▶ What needs to be done: I'd like every record written out again, exactly as it is.
──────── Information provided
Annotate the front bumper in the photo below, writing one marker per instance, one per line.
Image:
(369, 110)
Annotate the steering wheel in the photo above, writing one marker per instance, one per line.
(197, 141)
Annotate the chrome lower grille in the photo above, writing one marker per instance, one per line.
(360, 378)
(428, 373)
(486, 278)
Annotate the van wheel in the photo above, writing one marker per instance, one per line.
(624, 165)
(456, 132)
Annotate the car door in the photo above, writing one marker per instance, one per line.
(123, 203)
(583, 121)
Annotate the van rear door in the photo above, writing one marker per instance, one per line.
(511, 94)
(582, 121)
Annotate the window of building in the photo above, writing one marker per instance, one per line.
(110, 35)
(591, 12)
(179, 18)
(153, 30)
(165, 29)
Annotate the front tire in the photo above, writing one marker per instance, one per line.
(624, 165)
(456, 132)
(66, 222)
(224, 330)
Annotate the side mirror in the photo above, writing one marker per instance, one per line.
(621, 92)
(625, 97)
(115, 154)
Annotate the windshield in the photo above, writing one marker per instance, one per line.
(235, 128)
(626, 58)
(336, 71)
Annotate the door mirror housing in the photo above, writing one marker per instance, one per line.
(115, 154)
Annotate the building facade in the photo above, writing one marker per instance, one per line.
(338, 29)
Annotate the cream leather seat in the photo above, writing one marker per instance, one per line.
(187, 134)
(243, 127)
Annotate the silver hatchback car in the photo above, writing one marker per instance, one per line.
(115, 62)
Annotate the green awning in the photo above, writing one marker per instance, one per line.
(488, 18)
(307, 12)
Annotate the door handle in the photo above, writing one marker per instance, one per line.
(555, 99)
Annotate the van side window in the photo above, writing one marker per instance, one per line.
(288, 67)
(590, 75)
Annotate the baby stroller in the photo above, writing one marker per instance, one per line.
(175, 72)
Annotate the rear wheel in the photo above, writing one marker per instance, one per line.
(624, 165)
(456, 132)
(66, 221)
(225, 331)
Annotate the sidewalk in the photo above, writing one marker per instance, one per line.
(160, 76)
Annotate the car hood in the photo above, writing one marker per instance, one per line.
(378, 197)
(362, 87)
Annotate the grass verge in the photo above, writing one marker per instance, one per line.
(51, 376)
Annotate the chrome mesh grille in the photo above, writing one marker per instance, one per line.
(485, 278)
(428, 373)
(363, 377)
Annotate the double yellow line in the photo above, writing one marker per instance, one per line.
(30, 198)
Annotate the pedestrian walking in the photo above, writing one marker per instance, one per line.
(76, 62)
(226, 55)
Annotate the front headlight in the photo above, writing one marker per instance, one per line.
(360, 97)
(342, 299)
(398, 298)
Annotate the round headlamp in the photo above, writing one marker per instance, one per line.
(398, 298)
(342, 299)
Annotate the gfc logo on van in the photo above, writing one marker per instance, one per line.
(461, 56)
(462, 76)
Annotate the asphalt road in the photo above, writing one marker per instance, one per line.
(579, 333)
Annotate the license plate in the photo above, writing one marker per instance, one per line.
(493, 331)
────────────────
▶ Written answer:
Annotate the front bumper in the photo below, writing one marker per instance, one per line.
Image:
(369, 110)
Annotate the steering wheel in the photo above, writing one marker per instance, one per line.
(197, 141)
Annotate the chrome lower grille in the photo above, writing one marker per instance, one per line.
(360, 378)
(428, 373)
(486, 278)
Annotate the van wheel in the photo above, writing one marker per instance, one per line.
(624, 165)
(456, 132)
Annotate the car door in the photo above, writing one marker per instance, one per line.
(123, 203)
(583, 121)
Annotate the van rear door in the photo above, writing one marker per instance, one per line.
(511, 94)
(582, 121)
Annotate the window of building in the photo above, writing one marker per instance, one per line.
(110, 35)
(591, 12)
(179, 18)
(153, 30)
(165, 29)
Annotate the front tire in the photo above, writing one marker per instance, one per line.
(624, 165)
(456, 132)
(66, 222)
(224, 330)
Annotate the side mirror in the photo above, writing one marker per instance, one per line.
(621, 92)
(625, 97)
(115, 154)
Annotate the windshield in the photo above, writing one marker per instance, one per line.
(235, 128)
(626, 58)
(336, 71)
Annotate the door mirror housing in the photo above, writing one marker per instance, one per line.
(115, 154)
Annotate the building facade in the photo above, writing one marker per instance, one per line.
(338, 29)
Annotate the cream leather seat in the photo above, writing one marker per instance, one per line.
(187, 134)
(243, 127)
Annotate the silver hatchback car in the photo above, writing one marker per instance, one per line.
(115, 62)
Annotate the green awning in the photo above, writing one marker per instance, one per line.
(488, 18)
(307, 12)
Annotate the door handle in the photo above, writing one marker per instance, one per line.
(555, 99)
Annotate the van side window in the photo above, writing one marker per instance, one per line.
(288, 67)
(590, 75)
Annotate the baby stroller in the photo above, writing one marker per instance, one per line.
(175, 72)
Annotate the rear wheel in the photo above, writing one marker per instance, one per line.
(624, 165)
(456, 132)
(66, 221)
(225, 331)
Annotate the sidewalk in the photo above, writing one marker per instance, one per line.
(160, 76)
Annotate the car hood in the photo above, writing one marker per instance, one per line.
(378, 197)
(362, 87)
Annotate the grass verge in the photo above, writing one marker per instance, one per line.
(51, 376)
Annotate the chrome mesh grille in the photo above, writing one marker per instance, one per line.
(485, 278)
(428, 373)
(363, 377)
Annotate the double yellow line in the photo above, writing one marker per instance, one per line.
(30, 198)
Annotate the pedestrian walking in the photo above, writing one marker per instance, one per line.
(76, 62)
(226, 55)
Annotate the front headlight in the photo above, writing one marker per instance, one per line.
(360, 97)
(342, 299)
(398, 298)
Annotate the round headlamp in the photo above, writing one marker per instance, one per line.
(398, 298)
(342, 299)
Annotate the gfc logo on van in the photo above, writing one marker per instance, one per line.
(461, 56)
(462, 76)
Annotate the asphalt road in the photo above, writing one marker per instance, one per line.
(579, 333)
Annotate the license plate in the photo above, writing one marker per instance, one per line.
(493, 331)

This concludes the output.